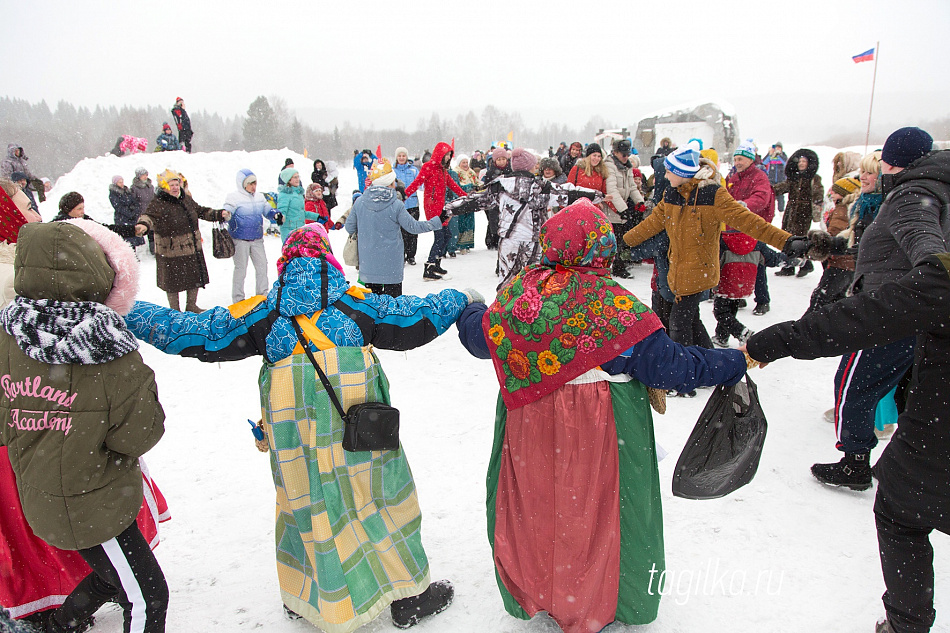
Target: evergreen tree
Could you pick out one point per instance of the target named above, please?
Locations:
(260, 127)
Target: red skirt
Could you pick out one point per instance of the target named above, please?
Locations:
(35, 576)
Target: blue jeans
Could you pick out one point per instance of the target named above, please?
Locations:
(761, 281)
(439, 245)
(453, 228)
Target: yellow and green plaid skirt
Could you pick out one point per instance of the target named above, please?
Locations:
(348, 524)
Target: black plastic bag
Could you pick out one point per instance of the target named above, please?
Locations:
(722, 453)
(222, 244)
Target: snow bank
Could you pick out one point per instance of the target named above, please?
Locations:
(782, 554)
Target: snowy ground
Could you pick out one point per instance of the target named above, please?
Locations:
(782, 554)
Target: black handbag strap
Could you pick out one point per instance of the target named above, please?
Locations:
(323, 377)
(305, 344)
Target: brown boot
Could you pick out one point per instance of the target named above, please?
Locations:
(191, 304)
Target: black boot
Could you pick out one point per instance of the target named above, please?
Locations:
(53, 625)
(807, 268)
(410, 611)
(429, 273)
(619, 270)
(853, 471)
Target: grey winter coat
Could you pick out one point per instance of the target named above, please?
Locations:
(914, 222)
(13, 163)
(376, 218)
(143, 192)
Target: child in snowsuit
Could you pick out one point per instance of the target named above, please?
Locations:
(738, 264)
(434, 176)
(79, 407)
(313, 203)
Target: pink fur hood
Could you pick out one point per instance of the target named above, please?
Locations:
(122, 260)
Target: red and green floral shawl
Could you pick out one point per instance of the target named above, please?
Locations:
(564, 316)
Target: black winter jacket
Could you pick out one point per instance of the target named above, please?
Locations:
(914, 470)
(913, 222)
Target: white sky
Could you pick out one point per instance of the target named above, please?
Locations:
(386, 63)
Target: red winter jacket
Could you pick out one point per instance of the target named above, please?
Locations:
(434, 179)
(752, 186)
(738, 264)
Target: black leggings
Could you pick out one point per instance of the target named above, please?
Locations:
(686, 328)
(725, 311)
(124, 569)
(392, 290)
(410, 240)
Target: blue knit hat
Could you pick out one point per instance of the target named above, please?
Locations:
(746, 148)
(906, 145)
(684, 162)
(286, 175)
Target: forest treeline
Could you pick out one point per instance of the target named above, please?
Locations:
(55, 139)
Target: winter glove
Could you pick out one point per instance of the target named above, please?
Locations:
(473, 296)
(796, 246)
(821, 244)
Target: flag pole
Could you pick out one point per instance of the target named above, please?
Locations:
(877, 55)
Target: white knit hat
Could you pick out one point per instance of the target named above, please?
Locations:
(684, 162)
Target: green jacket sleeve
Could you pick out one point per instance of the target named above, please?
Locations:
(136, 419)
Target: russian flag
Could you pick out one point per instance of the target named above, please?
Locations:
(866, 56)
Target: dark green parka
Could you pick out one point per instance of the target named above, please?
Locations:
(74, 432)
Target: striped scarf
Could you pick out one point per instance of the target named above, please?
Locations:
(67, 332)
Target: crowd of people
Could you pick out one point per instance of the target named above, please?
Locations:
(567, 341)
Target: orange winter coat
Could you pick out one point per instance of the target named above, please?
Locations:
(693, 215)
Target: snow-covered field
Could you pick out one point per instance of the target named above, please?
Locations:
(783, 554)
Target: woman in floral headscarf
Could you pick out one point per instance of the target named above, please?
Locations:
(574, 514)
(339, 563)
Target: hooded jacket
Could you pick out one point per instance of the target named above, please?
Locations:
(75, 431)
(143, 192)
(13, 163)
(247, 210)
(408, 174)
(913, 222)
(804, 190)
(291, 205)
(126, 209)
(436, 180)
(621, 187)
(179, 261)
(693, 215)
(376, 218)
(752, 186)
(914, 469)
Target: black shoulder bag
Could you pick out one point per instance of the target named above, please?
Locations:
(368, 426)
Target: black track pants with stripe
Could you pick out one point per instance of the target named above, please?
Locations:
(123, 568)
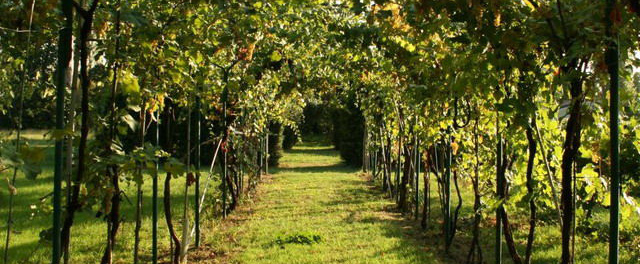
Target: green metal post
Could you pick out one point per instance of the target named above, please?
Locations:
(197, 158)
(447, 189)
(64, 57)
(154, 220)
(499, 188)
(614, 85)
(417, 176)
(266, 156)
(398, 168)
(224, 161)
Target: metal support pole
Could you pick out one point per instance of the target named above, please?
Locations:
(613, 62)
(499, 188)
(154, 220)
(64, 57)
(197, 165)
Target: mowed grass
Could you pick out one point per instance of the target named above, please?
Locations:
(313, 193)
(88, 234)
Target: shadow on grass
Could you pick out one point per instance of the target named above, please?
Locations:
(336, 168)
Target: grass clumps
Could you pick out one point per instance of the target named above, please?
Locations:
(298, 238)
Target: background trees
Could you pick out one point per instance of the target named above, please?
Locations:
(508, 97)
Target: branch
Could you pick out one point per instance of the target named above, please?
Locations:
(79, 9)
(549, 22)
(17, 30)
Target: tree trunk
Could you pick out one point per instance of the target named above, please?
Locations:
(531, 191)
(571, 147)
(74, 204)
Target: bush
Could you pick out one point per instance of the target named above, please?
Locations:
(290, 138)
(348, 130)
(275, 143)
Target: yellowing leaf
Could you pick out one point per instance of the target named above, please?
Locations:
(275, 56)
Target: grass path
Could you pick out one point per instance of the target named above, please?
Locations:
(312, 193)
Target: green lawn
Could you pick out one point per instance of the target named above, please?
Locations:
(88, 232)
(312, 209)
(312, 193)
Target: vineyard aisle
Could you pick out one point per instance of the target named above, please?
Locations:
(313, 209)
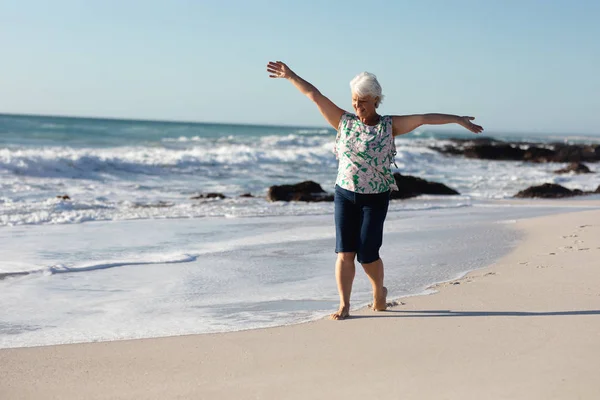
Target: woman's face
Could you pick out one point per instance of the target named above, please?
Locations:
(364, 106)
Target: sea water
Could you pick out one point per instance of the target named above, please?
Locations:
(131, 255)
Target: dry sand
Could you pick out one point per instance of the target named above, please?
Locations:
(527, 327)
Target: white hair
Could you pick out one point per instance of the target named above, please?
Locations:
(366, 84)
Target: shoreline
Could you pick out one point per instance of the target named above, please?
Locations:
(523, 327)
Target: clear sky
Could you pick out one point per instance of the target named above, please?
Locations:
(516, 65)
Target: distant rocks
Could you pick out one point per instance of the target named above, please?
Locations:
(160, 204)
(209, 196)
(577, 168)
(303, 191)
(412, 186)
(552, 191)
(492, 149)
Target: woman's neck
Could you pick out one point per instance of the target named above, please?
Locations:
(370, 120)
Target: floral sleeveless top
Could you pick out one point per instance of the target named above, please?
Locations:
(365, 155)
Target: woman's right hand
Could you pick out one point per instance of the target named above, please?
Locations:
(278, 69)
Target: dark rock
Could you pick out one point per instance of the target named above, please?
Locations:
(578, 168)
(549, 191)
(303, 191)
(411, 186)
(492, 149)
(160, 204)
(209, 196)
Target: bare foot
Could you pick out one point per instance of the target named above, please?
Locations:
(380, 304)
(342, 313)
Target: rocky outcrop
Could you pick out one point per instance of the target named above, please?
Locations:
(412, 186)
(551, 191)
(209, 196)
(492, 149)
(303, 191)
(577, 168)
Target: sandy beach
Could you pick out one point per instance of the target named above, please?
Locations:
(525, 327)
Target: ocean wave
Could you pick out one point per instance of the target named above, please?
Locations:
(90, 163)
(97, 265)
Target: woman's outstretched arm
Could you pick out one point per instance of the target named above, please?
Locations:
(330, 111)
(406, 123)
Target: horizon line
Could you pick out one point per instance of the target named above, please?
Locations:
(171, 121)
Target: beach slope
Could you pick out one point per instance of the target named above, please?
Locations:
(523, 328)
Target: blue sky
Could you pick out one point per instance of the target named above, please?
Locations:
(524, 66)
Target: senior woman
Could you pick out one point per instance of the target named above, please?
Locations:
(365, 149)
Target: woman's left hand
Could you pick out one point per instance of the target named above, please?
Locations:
(467, 124)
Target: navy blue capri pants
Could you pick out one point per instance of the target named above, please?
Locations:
(359, 222)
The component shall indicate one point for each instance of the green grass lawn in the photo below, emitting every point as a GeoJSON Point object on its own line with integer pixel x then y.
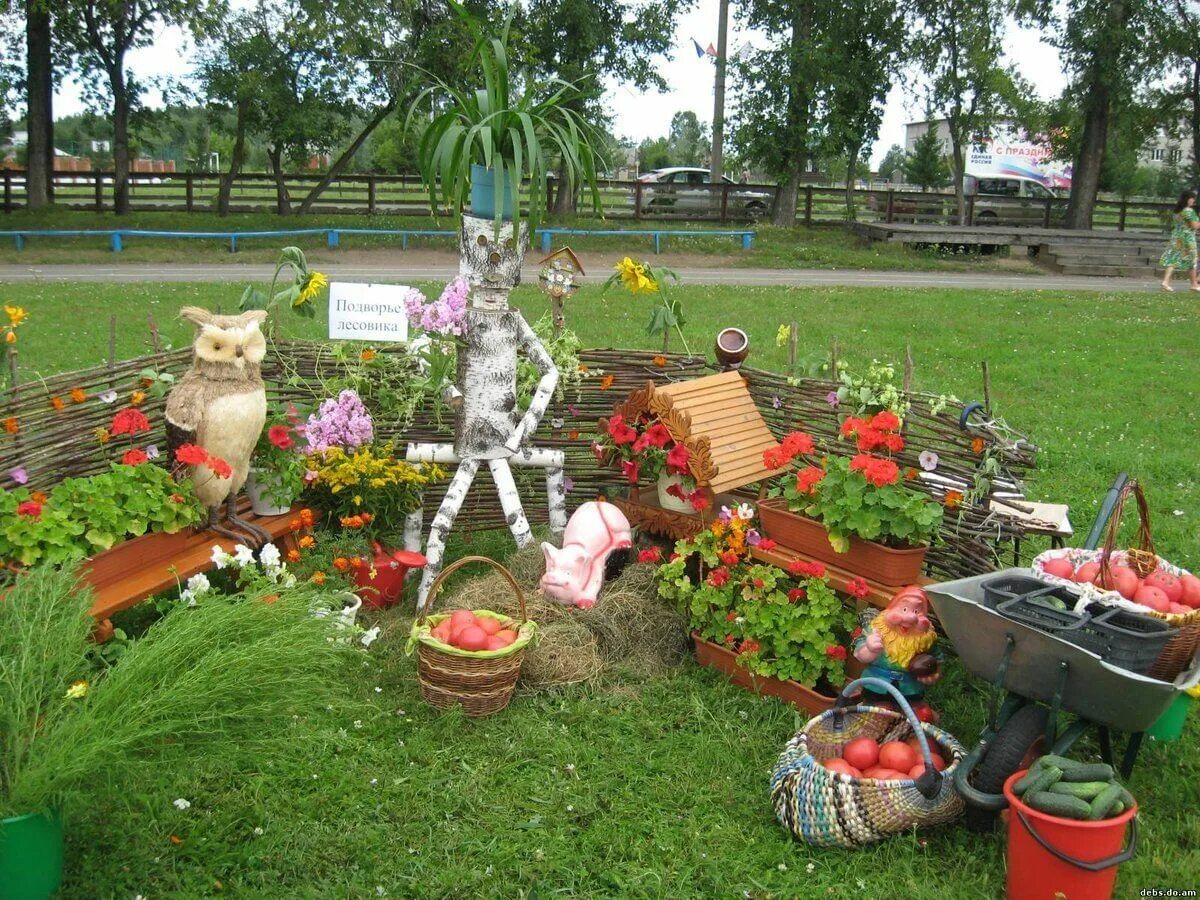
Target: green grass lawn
{"type": "Point", "coordinates": [653, 786]}
{"type": "Point", "coordinates": [821, 247]}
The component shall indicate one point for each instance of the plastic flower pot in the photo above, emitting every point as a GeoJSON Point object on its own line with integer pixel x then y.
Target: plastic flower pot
{"type": "Point", "coordinates": [390, 568]}
{"type": "Point", "coordinates": [1170, 724]}
{"type": "Point", "coordinates": [483, 192]}
{"type": "Point", "coordinates": [258, 502]}
{"type": "Point", "coordinates": [1051, 857]}
{"type": "Point", "coordinates": [874, 562]}
{"type": "Point", "coordinates": [30, 856]}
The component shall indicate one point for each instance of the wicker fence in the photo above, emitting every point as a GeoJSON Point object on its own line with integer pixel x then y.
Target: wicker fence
{"type": "Point", "coordinates": [51, 436]}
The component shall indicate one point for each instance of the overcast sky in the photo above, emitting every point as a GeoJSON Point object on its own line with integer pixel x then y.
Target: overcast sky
{"type": "Point", "coordinates": [648, 115]}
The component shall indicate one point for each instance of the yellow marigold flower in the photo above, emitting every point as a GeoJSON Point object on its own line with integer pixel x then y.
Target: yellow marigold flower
{"type": "Point", "coordinates": [310, 288]}
{"type": "Point", "coordinates": [634, 277]}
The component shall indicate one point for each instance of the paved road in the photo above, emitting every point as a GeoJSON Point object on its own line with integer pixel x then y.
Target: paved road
{"type": "Point", "coordinates": [769, 277]}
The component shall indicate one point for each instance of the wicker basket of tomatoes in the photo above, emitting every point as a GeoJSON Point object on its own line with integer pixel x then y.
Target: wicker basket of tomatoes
{"type": "Point", "coordinates": [471, 658]}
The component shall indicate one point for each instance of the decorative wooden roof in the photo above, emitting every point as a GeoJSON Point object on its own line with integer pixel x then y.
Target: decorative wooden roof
{"type": "Point", "coordinates": [717, 419]}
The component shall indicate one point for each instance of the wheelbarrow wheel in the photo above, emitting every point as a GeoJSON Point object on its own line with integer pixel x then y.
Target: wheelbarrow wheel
{"type": "Point", "coordinates": [1006, 753]}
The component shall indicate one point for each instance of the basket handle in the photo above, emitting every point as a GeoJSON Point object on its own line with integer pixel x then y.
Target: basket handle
{"type": "Point", "coordinates": [1143, 541]}
{"type": "Point", "coordinates": [930, 780]}
{"type": "Point", "coordinates": [466, 561]}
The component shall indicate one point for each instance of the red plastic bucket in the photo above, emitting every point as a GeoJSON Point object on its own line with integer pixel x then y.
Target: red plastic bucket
{"type": "Point", "coordinates": [1051, 857]}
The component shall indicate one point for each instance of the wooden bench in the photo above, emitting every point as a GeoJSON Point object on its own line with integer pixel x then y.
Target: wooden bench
{"type": "Point", "coordinates": [156, 563]}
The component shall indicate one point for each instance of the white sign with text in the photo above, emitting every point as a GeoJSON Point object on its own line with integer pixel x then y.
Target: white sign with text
{"type": "Point", "coordinates": [367, 312]}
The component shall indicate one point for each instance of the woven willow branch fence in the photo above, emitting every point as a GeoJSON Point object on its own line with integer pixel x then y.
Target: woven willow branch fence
{"type": "Point", "coordinates": [51, 436]}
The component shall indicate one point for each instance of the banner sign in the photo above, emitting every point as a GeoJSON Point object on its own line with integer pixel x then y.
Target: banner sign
{"type": "Point", "coordinates": [367, 312]}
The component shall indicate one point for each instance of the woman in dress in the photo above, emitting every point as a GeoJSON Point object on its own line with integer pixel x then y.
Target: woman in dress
{"type": "Point", "coordinates": [1182, 250]}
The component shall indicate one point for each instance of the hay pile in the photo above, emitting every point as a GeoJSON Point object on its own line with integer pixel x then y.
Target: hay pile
{"type": "Point", "coordinates": [630, 625]}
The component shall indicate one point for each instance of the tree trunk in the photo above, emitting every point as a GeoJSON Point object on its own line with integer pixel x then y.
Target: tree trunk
{"type": "Point", "coordinates": [235, 159]}
{"type": "Point", "coordinates": [282, 202]}
{"type": "Point", "coordinates": [851, 178]}
{"type": "Point", "coordinates": [40, 105]}
{"type": "Point", "coordinates": [120, 137]}
{"type": "Point", "coordinates": [1086, 174]}
{"type": "Point", "coordinates": [346, 156]}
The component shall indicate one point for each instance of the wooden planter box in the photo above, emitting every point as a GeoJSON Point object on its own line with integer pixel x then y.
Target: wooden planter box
{"type": "Point", "coordinates": [725, 660]}
{"type": "Point", "coordinates": [874, 562]}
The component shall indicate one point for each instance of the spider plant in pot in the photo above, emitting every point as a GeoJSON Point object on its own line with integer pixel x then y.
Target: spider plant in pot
{"type": "Point", "coordinates": [481, 143]}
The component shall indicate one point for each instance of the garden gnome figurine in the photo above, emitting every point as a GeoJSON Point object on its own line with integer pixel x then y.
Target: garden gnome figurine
{"type": "Point", "coordinates": [487, 426]}
{"type": "Point", "coordinates": [897, 645]}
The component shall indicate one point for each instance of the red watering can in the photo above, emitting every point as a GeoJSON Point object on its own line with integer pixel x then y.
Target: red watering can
{"type": "Point", "coordinates": [389, 571]}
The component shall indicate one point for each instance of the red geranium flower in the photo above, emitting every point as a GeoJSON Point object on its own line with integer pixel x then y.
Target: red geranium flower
{"type": "Point", "coordinates": [130, 421]}
{"type": "Point", "coordinates": [191, 455]}
{"type": "Point", "coordinates": [808, 479]}
{"type": "Point", "coordinates": [678, 459]}
{"type": "Point", "coordinates": [797, 443]}
{"type": "Point", "coordinates": [281, 436]}
{"type": "Point", "coordinates": [886, 420]}
{"type": "Point", "coordinates": [719, 577]}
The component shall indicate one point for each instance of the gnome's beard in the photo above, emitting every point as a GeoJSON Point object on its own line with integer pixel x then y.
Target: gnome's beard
{"type": "Point", "coordinates": [900, 648]}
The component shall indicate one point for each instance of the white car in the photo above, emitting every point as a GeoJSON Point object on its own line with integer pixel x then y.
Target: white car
{"type": "Point", "coordinates": [687, 190]}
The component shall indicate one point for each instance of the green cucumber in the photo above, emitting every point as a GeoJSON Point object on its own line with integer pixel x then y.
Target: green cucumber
{"type": "Point", "coordinates": [1083, 790]}
{"type": "Point", "coordinates": [1038, 779]}
{"type": "Point", "coordinates": [1059, 804]}
{"type": "Point", "coordinates": [1103, 804]}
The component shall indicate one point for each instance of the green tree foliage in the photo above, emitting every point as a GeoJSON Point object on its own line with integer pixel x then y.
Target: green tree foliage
{"type": "Point", "coordinates": [959, 45]}
{"type": "Point", "coordinates": [893, 163]}
{"type": "Point", "coordinates": [688, 144]}
{"type": "Point", "coordinates": [927, 165]}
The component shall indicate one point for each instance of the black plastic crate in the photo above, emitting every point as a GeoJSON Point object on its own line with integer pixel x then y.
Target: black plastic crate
{"type": "Point", "coordinates": [1011, 587]}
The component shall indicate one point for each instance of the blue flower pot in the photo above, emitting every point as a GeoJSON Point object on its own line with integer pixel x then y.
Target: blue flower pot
{"type": "Point", "coordinates": [483, 193]}
{"type": "Point", "coordinates": [30, 856]}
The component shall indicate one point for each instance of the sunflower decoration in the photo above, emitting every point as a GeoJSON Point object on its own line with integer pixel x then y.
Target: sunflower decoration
{"type": "Point", "coordinates": [15, 315]}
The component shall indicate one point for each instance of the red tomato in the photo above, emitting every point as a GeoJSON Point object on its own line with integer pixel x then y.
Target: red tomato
{"type": "Point", "coordinates": [1191, 595]}
{"type": "Point", "coordinates": [472, 639]}
{"type": "Point", "coordinates": [898, 755]}
{"type": "Point", "coordinates": [1165, 582]}
{"type": "Point", "coordinates": [1152, 598]}
{"type": "Point", "coordinates": [841, 767]}
{"type": "Point", "coordinates": [1059, 568]}
{"type": "Point", "coordinates": [489, 625]}
{"type": "Point", "coordinates": [862, 753]}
* * * * *
*TO DO:* Give exactly those lines of the listing that run from its first line through the line with "Target: grey winter coat", leaving each picture out.

*SOLUTION TO THE EXERCISE:*
Target: evergreen tree
Could you pick out one point per instance of the target named above, please?
Locations:
(260, 127)
Target: red skirt
Could you pick out one point per instance of the target named above, please?
Locations:
(35, 576)
Target: blue jeans
Could you pick out one point per instance of the target named above, please?
Locations:
(761, 281)
(439, 245)
(453, 228)
Target: yellow and green plaid skirt
Could you pick out one point per instance of the target named above, please?
Locations:
(348, 524)
Target: black plastic bag
Could you pick out one point per instance of the target named above, please?
Locations:
(722, 453)
(222, 244)
Target: snow bank
Could you pick out one point per instance of the target named above, please?
Locations:
(782, 554)
Target: snowy ground
Could you pick out one point per instance of the target named above, please?
Locations:
(782, 554)
Target: black handbag strap
Could you pick out one point per instance of the target named above, please?
Locations:
(323, 377)
(305, 344)
Target: brown boot
Could you pick out one point per instance of the target named above, please?
Locations:
(191, 304)
Target: black boot
Could you pick out one point per instance of the target named above, please?
Locations:
(53, 625)
(807, 268)
(410, 611)
(429, 273)
(619, 270)
(853, 471)
Target: grey winter coat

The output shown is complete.